● **TAREFA 1**
Liste todas as referências entre parênteses que aparecem no texto sobre a Igreja e Jesus Evangelizador.
● **TAREFA 2**
No texto sobre a Igreja e Jesus Evangelizador, reescreva em forma de lista o parágrafo que começa com "Além disto, Jesus aponta", mantendo seus fatos principais.
● **TAREFA 3**
Continue o texto sobre a Igreja e Jesus Evangelizador a partir do ponto em que ele termina.

● **TRECHO FORNECIDO**
A Igreja e Jesus Evangelizador

222. A Igreja é inseparável de Cristo, porque ele mesmo a fundou por um ato expresso de sua vontade, sobre os doze, cuja cabeça é Pedro , constituindo-a sacramento universal e necessário de salvação. A Igreja não é um "resultado" posterior nem uma simples conseqüência "desencadeada" pela ação evangelizadora de Jesus. Com certeza nasce desta ação, mas de modo direto, pois é o próprio Senhor que convoca seus discípulos e lhes comunica o poder de seu Espírito, dotando a comunidade nascente de todos os meios e elementos essenciais que o povo católico professa como de instituição divina.

223. Além disto, Jesus aponta sua Igreja como caminho normativo. Não fica, pois, à discrição do homem o aceitá-la ou não, sem conseqüências: "quem vos ouve a mim ouve; quem vos rejeita é a mim que rejeita" (Lc 10,16). Foi o que o Senhor disse aos seus apóstolos. Por isto mesmo aceitar a Cristo exige aceitar a sua Igreja (PO 40c). Esta é parte do Evangelho, do legado de Jesus e objeto de nossa fé, de nosso amor, de nossa lealdade. É isto que manifestamos ao rezar: "Creio na Igreja, una, santa, católica e apostólica".

224. Mas a Igreja é também depositária e transmissora do Evangelho. Prolonga na terra, fiel à lei da encarnação visível, a presença e a ação evangelizadora de Cristo. Como Ele, vive a Igreja para evangelizar. Esta ë sua felicidade e vocação peculiar (EN 14): proclamar aos homens a pessoa e a mensagem de Jesus.

225 Esta Igreja é uma só: a que foi edificada sobre Pedro e que o próprio Senhor denomina "minha Igreja" (Mt 16,18). Só na Igreja católica é que ocorre a plenitude dos meios de salvação (UR 36), legados por Jesus aos homens, mediante os apóstolos. Temos por isso, o dever de proclamar a excelência de nossa vocação à Igreja Católica (LG 14). Estai, vocação é ao mesmo tempo imensa graça e responsabilidade.

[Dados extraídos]
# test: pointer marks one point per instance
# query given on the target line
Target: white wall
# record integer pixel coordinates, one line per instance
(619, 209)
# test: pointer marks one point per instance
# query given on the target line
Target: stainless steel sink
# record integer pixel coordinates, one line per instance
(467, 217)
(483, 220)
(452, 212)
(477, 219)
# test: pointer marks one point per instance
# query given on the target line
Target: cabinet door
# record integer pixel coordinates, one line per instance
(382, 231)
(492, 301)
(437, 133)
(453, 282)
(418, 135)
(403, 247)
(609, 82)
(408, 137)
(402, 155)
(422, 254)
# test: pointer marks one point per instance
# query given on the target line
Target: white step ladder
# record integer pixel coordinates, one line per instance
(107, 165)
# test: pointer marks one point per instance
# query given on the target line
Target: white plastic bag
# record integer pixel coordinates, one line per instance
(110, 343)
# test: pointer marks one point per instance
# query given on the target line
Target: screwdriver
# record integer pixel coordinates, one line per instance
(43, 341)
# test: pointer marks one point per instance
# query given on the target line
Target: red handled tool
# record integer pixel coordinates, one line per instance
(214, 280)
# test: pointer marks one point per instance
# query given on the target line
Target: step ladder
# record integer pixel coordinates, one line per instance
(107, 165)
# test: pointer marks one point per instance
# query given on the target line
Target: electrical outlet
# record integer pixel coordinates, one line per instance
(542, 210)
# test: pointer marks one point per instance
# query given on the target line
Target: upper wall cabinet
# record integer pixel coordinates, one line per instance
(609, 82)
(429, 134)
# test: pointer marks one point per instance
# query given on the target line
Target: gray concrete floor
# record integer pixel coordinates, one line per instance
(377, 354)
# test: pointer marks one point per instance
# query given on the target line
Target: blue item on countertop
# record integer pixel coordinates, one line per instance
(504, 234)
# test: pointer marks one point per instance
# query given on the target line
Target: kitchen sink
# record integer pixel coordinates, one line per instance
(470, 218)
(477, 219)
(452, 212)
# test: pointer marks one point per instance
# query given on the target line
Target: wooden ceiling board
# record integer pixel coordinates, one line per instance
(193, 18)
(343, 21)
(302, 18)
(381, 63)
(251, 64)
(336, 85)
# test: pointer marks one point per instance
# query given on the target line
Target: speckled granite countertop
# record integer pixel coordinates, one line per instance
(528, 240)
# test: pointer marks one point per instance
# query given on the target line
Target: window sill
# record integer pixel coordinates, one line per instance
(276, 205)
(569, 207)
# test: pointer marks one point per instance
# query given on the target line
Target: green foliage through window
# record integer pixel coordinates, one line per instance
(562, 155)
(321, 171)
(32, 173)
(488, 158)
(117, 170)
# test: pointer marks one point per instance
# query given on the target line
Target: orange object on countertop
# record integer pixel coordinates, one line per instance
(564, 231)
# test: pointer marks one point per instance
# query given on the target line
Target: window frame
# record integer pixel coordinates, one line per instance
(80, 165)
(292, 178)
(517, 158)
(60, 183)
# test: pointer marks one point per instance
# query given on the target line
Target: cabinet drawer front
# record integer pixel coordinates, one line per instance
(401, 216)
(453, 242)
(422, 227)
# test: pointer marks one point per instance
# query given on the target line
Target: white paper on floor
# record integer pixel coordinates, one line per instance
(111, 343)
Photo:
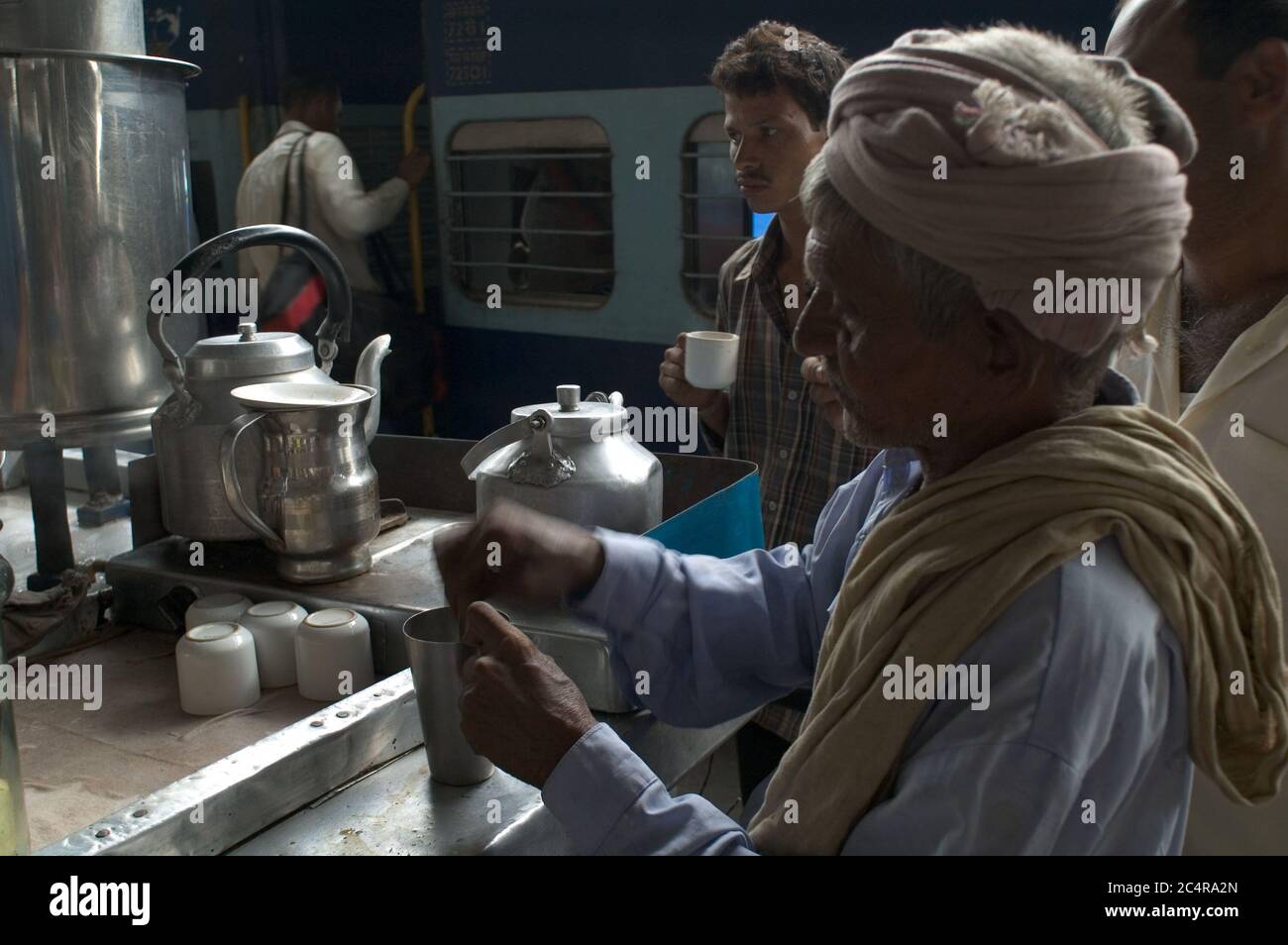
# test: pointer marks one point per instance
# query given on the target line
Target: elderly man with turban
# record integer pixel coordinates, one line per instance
(1035, 610)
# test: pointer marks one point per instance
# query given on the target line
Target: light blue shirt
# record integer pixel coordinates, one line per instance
(1082, 748)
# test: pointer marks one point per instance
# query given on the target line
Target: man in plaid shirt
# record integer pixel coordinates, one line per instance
(777, 81)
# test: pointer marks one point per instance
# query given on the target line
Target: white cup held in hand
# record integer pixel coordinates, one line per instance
(709, 360)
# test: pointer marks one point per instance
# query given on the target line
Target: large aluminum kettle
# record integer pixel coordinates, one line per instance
(572, 459)
(188, 426)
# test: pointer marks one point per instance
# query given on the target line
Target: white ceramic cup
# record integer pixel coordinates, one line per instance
(333, 654)
(709, 358)
(215, 608)
(274, 625)
(217, 670)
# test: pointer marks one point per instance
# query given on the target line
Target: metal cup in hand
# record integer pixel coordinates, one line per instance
(436, 653)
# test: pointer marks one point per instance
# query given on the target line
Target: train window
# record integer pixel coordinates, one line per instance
(532, 211)
(716, 220)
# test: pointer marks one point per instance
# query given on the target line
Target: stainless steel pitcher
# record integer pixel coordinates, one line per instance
(318, 493)
(188, 425)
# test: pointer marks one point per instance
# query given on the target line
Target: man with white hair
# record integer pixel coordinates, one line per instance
(1022, 621)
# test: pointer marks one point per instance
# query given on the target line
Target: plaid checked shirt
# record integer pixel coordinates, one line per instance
(772, 420)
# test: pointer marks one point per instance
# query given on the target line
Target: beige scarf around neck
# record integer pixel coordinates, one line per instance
(949, 561)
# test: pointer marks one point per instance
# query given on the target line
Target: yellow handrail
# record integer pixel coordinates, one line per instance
(417, 270)
(244, 128)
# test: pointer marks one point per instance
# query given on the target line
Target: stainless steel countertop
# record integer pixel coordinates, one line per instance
(398, 810)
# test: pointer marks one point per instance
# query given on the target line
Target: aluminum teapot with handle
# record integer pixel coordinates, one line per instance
(188, 426)
(572, 459)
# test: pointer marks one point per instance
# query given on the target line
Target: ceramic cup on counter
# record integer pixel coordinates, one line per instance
(217, 670)
(436, 653)
(274, 625)
(333, 654)
(709, 358)
(215, 608)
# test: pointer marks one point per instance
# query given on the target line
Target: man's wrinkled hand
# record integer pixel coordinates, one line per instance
(516, 553)
(518, 708)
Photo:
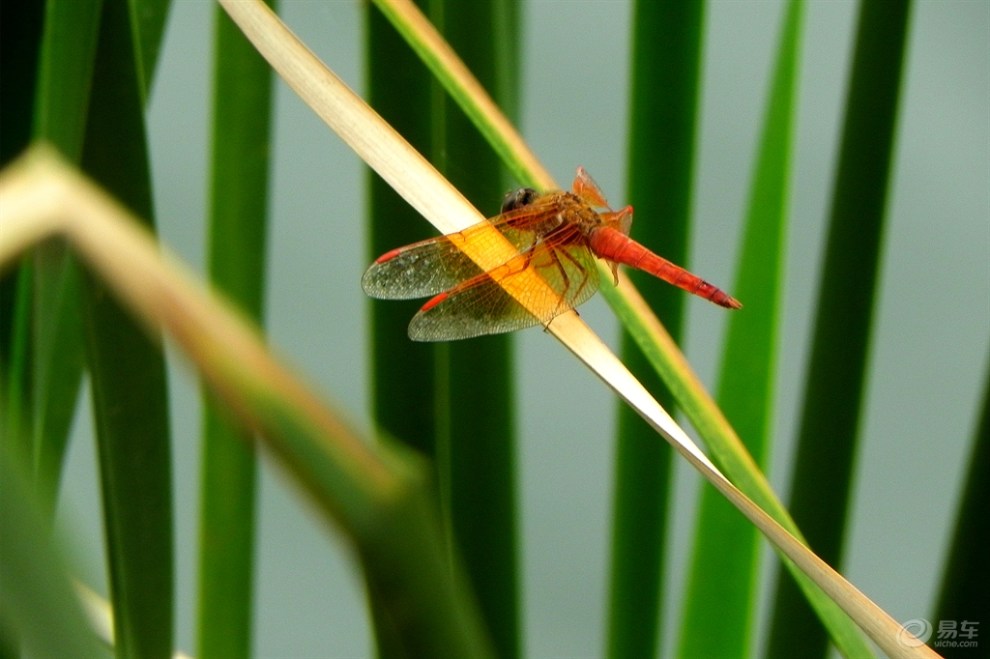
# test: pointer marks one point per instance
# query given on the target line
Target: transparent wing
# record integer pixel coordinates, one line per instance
(481, 304)
(435, 265)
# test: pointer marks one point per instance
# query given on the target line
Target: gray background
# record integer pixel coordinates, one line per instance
(929, 348)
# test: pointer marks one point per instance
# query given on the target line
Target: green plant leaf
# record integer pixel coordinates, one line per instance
(476, 448)
(666, 56)
(39, 612)
(127, 369)
(834, 390)
(237, 265)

● **RESPOSTA ESCRITA 1**
- Lc 10,16
- PO 40c
- EN 14
- Mt 16,18
- UR 36
- LG 14

● **RESPOSTA ESCRITA 2**
- Jesus aponta sua Igreja como caminho normativo.
- Aceitá-la ou não tem consequências e não fica à discrição do homem.
- O Senhor disse aos apóstolos: "quem vos ouve a mim ouve; quem vos rejeita é a mim que rejeita" (Lc 10,16).
- Por isso, aceitar a Cristo exige aceitar a sua Igreja (PO 40c).
- A Igreja é parte do Evangelho e do legado de Jesus, e é objeto de nossa fé, de nosso amor e de nossa lealdade.
- Isso se manifesta na oração: "Creio na Igreja, una, santa, católica e apostólica".

● **RESPOSTA ESCRITA 3**
A Igreja e o Reino que anuncia Jesus

226 A mensagem de Jesus tem como centro a proclamação do Reino, que n'Ele mesmo se torna presente e chega, até nós. Este Reino, sem ser uma realidade separável da Igreja (LG 8a), transcende seus limites visíveis . Porque se realiza de certo modo onde quer que Deus esteja reinando mediante sua graça, seu amor, vencendo o pecado e ajudando os homens a crescer até conseguir a grande comunhão que lhes é oferecida em Cristo. Esta ação Deus acontece também no coração dos homens que vivem fora do âmbito perceptível da Igreja . E isto não significa de modo nenhum que a pertença à Igreja seja diferente.

227 Por isso é que a Igreja recebeu por missão anunciar e instaurar o Reino em todos os povos. Ela é o sinal do Reino. Nela se manifesta de modo visível o que Deus está realizando silenciosamente, no mundo inteiro. É o lugar onde se concentra ao máximo a ação do Pai, que, na força do Espírito de amor, busca solícito os homens para partilhar com eles - em gesto de ternura inexprimível a sua própria vida trinitária. A Igreja é também o instrumento que introduz o Reino entre os homens, para conduzi-tos à sua meta definitiva.

228 "Ela constitui já na terra o germe e o princípio desse Reino" (LG 5). Este germe deve crescer na história sob o influxo do Espírito até o dia em que "em todos Deus seja tudo" (1Cor 15,28). Até então a Igreja permanecerá perfectível sob muitos aspectos, necessitada de permanente auto-evangelização, de maior conversão e purificação.

229 Não obstante o Reino já se encontra nela. A presença da Igreja em nosso Continente é uma Boa Nova, porque ela, se bem que apenas em germe, cumula plenamente as esperanças e os anseios mais profundos dos nossos povos.

230 Nisto é que está o "mistério" da Igreja: uma realidade humana feita de homens pobres e limitados, mas penetrada pela presença insondável e pela força do Deus trino que nela resplandece, apela e salva .

231 Mas a Igreja de hoje ainda não é aquilo que está chamada a ser. É importante ter isto em conta para se evitar uma falsa visão triunfalista. Mas, por outro lado, não se deve enfatizar demais o que lhe falta, pois nela já está presente e atuante, de modo eficaz, neste mundo, a força que operará o Reino definitivo.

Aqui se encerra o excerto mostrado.